**AIM OF THE EXERCISE:** Repeat every one of the entries below word for word, leaving nothing out and changing nothing.

**RECORDS FOR THE EXERCISE:**
+++++
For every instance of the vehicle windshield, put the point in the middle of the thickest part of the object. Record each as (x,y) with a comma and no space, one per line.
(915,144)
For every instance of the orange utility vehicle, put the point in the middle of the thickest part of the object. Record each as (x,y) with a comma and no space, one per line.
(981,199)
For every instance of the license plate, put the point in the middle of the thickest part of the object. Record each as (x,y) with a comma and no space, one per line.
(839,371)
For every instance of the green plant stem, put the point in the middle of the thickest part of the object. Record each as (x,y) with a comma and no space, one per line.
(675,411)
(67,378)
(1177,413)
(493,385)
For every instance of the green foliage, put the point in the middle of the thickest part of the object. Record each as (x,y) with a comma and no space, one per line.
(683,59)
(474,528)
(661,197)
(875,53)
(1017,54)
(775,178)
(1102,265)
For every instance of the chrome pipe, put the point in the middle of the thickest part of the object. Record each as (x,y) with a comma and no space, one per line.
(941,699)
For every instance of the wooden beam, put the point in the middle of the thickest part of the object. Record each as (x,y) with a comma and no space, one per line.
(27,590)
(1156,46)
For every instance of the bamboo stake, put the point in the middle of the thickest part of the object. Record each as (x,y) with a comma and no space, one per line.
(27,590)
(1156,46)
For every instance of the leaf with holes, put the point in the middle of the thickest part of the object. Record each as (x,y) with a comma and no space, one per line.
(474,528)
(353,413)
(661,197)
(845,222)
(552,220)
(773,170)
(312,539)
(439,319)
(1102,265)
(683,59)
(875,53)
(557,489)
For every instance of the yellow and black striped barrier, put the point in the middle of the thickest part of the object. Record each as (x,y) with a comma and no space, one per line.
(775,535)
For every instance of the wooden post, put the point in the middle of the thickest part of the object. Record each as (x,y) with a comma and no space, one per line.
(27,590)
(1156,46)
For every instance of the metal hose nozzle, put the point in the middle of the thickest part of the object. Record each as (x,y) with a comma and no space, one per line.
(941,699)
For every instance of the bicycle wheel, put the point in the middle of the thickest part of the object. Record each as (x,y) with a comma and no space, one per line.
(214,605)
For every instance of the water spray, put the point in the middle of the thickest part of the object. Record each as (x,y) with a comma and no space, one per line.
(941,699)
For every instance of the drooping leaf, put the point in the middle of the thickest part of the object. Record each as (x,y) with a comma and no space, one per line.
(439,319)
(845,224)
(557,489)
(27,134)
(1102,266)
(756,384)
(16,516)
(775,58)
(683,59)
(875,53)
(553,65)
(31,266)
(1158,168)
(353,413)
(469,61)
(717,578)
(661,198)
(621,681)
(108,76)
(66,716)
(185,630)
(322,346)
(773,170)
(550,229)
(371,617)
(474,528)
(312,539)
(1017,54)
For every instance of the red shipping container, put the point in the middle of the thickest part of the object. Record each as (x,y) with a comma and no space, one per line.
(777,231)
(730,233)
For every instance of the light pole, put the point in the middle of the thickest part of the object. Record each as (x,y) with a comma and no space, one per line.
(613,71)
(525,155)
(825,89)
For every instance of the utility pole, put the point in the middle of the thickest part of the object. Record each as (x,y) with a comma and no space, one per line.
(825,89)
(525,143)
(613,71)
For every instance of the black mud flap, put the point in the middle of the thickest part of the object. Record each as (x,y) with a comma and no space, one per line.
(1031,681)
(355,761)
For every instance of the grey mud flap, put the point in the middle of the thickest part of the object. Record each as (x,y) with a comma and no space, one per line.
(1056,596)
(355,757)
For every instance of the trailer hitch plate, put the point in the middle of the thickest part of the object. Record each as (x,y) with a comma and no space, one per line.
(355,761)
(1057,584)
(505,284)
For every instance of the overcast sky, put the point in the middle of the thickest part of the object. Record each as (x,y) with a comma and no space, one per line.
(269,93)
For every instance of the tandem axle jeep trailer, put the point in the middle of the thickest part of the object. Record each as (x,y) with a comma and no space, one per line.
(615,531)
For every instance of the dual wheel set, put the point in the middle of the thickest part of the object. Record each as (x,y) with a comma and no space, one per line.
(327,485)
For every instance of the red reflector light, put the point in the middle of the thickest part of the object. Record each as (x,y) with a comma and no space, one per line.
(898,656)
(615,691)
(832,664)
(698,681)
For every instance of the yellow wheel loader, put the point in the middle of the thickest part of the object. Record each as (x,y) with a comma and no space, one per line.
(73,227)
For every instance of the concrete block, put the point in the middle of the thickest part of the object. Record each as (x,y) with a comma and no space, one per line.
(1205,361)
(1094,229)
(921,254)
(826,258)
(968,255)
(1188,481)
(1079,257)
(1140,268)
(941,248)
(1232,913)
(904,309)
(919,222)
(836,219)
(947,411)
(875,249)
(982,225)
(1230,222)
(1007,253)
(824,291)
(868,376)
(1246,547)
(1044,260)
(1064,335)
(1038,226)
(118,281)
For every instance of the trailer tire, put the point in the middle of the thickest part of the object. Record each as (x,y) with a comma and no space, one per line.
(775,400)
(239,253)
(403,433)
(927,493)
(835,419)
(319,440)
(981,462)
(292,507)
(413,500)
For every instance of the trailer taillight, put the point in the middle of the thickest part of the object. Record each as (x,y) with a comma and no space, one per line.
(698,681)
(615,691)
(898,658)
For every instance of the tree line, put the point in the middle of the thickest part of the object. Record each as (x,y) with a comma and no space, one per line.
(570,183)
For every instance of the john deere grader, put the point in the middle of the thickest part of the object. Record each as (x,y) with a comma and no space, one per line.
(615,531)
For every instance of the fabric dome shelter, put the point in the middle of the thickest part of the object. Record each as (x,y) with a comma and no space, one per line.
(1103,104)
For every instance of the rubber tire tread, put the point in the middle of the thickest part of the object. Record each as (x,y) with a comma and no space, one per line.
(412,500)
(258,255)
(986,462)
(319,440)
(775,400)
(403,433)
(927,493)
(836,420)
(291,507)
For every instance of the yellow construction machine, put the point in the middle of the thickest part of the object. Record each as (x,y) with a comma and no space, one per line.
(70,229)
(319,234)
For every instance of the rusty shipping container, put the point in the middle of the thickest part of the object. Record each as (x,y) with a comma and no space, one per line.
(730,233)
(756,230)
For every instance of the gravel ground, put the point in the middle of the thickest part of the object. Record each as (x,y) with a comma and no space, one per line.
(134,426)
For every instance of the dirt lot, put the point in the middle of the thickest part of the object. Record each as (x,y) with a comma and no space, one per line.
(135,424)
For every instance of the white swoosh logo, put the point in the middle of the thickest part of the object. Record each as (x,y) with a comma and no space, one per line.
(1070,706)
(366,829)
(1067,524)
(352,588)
+++++
**ANSWER BELOW:**
For every instance of the vehicle windshield, put the point in the middle of the thickest part of the object. Record each as (x,y) with a comma and no space, one per line.
(915,144)
For every instance of the orange utility vehicle, put the point in the middle of the thickest part of the object. Record each as (x,y) with a comma and no space, one per line.
(981,199)
For every instance of the license plate, put the point in the middle of the thickest part of the object. Record each as (x,y) with a comma and no space, one per line.
(839,371)
For every instance of the green plant stem, put the point in the middle of the thickest part of the object. Record each as (x,y) with a comma and no space, one per line.
(675,411)
(67,378)
(1177,413)
(493,385)
For every instance of the green foliage, put the point in the middle of the thickest part of the object. Record each as (x,y) with a comma and no space, one per line.
(683,59)
(474,528)
(661,197)
(875,53)
(1017,54)
(775,178)
(1102,265)
For every instance of the chrome pipe, put the point in the middle of the thickest part of the object. Record each as (x,y) with a comma and no space, one per line.
(941,699)
For every instance of the wooden beam, put the point in the middle of the thickest part of the object. Record each as (x,y) with a comma and no space, one per line.
(27,590)
(1156,46)
For every instance of the bamboo stake, put the point in the middle of the thickest part of the object. Record each as (x,y) with a comma and no space, one per line.
(27,590)
(1156,46)
For every instance of the leaf with holes, put the point in the middle of the thickest part of the object. Record each as (x,y) with a comma and no space, one per line.
(474,528)
(353,413)
(661,197)
(845,222)
(552,220)
(773,170)
(312,539)
(439,319)
(1102,265)
(683,59)
(875,53)
(557,489)
For every instance of the yellow and black striped barrier, put the point in the middle of the thickest part of the object. Record each as (x,y) with a comma and no space, one per line.
(775,535)
For every instance of the wooden post, put the point in the middle of the thickest part of the object. Record each as (x,y) with a comma and no space, one per line.
(27,590)
(1156,46)
For every instance of the metal hose nozzle, put the point in the middle of the thickest part of the object. Record each as (x,y) with a comma and no space, one per line.
(941,699)
For every instance of the bicycle wheel, put the point in the middle of the thickest part of the object. Record each as (x,y) with a comma and no space, one per line.
(214,605)
For every instance of the water spray, put the point in the middle of the thickest part of the object. Record each as (x,y) with a comma and no space, one per line.
(941,699)
For every instance of the drooping leaf, put the point in the middle of the thickest part of the object. Record each as (x,y) with a comma and no space, one per line.
(439,319)
(845,224)
(557,489)
(27,134)
(1102,266)
(756,384)
(16,516)
(775,58)
(683,59)
(875,53)
(553,65)
(31,266)
(1158,168)
(353,413)
(469,61)
(717,578)
(661,198)
(621,681)
(108,76)
(66,716)
(185,630)
(322,346)
(773,170)
(550,229)
(371,617)
(474,528)
(312,539)
(1017,54)
For every instance of the red shipping container, put the point in the middle of the thickest part of the object. Record each as (x,y) with a comma and no space, one per line.
(777,231)
(730,233)
For every instance of the light pole, put the point in the middle of the thickest part of the object. Record each as (x,y) with a comma and no space, one per line.
(613,71)
(525,155)
(825,89)
For every instance of the utility pole, put the point in the middle of the thickest part of the object. Record each as (x,y) with a comma and no space, one per line.
(825,89)
(525,143)
(613,71)
For every instance of the black mud flap, put the point in the middle of the thickest part of the object. Record each as (x,y) with a comma and no space, one per line.
(1031,681)
(355,761)
For every instance of the grey mud flap, put the point in the middle of the thickest part of the object. Record each as (x,y) with a comma and no space, one per line.
(1056,596)
(355,757)
For every instance of the trailer hitch plate, put the point in the middle of the thickest part of the object. Record each as (x,y) with a comma and no space, one per line.
(355,761)
(1057,584)
(505,284)
For every instance of the overcast sky, put the point in the middle of the thickest part of the object. Record each as (x,y) with a comma and no space, one per line.
(269,93)
For every instance of the tandem axle jeep trailer, put the point in the middle of the thickest part of the object. Record each as (x,y) with a comma and no space, one per line.
(615,531)
For every instance of the dual wheel set, put the point in the middle of the thickest part of the object. Record each as (x,y) with a comma and no space, one per line.
(327,485)
For every instance of the red reflector light, put the point in the middle of the thickest part of the object. Record each as (x,y) with a comma and no space, one per line.
(898,656)
(615,691)
(832,664)
(698,681)
For every instance of the yellow wheel loader, put the point in the middle of the thickest part of the object. Record each as (x,y) with a comma and no space, one per line.
(73,227)
For every instance of the concrete block, put the point in the middle of the thickest part of the object. Record each as (x,y) with a comma and no space, one per line.
(1205,361)
(1094,229)
(921,254)
(826,258)
(968,255)
(1188,481)
(1079,257)
(1140,268)
(941,248)
(1232,913)
(904,309)
(919,222)
(836,219)
(947,411)
(875,249)
(982,225)
(1230,222)
(1007,253)
(824,291)
(868,376)
(1246,547)
(1044,260)
(1064,335)
(1038,226)
(118,281)
For every instance of the trailer tire, put the point in the middle of the thickest part of the object. Record each as (x,y) with a comma and no space, one per line.
(775,400)
(239,253)
(403,433)
(927,493)
(835,419)
(319,440)
(981,462)
(292,507)
(413,500)
For every instance of the trailer taillight, put the point in the middle of the thickest part of the object. Record each as (x,y) with a comma and no space, one per line.
(698,681)
(615,691)
(898,658)
For every instance of the tree line, put the point in the middle of the thickest part of the object. Record each as (x,y) with a comma and no space, one per line.
(570,183)
For every instance of the john deere grader, put the point in the middle of the thickest part of the object. Record each as (x,y) with a comma and no space, one per line.
(615,531)
For every instance of the fabric dome shelter, put the point in the middle of the thickest part of the object. Record each as (x,y) with a comma and no space, one per line.
(1103,104)
For every instance of the rubber tire tread, put the point in the middle of the thickest part of the object. Record each as (x,y) with a comma and no space, one per line.
(412,500)
(258,255)
(986,462)
(319,440)
(775,400)
(403,433)
(927,493)
(836,420)
(291,507)
For every instance of the yellow construction machine, put the point in the middle of the thickest part of the object. Record each as (x,y) with a comma and no space, one per line.
(70,229)
(319,234)
For every instance of the rusty shipping container, put the point in the middle of the thickest part of the object. Record each as (x,y) with a comma and no space, one per line.
(730,233)
(756,230)
For every instance of the gravel ground, put the point in the middle of the thickest part of the object. Record each as (x,y) with a comma and no space, one per line.
(134,426)
For every instance of the dirt lot, put the point in the middle of the thickest part of the object. Record each as (x,y) with a comma and no space, one per line.
(135,424)
For every instance of the white swoosh logo, put the point in the middle of the thickest part of the object. Record each as (x,y) with a comma and no space, one per line.
(1070,706)
(366,829)
(1067,524)
(352,588)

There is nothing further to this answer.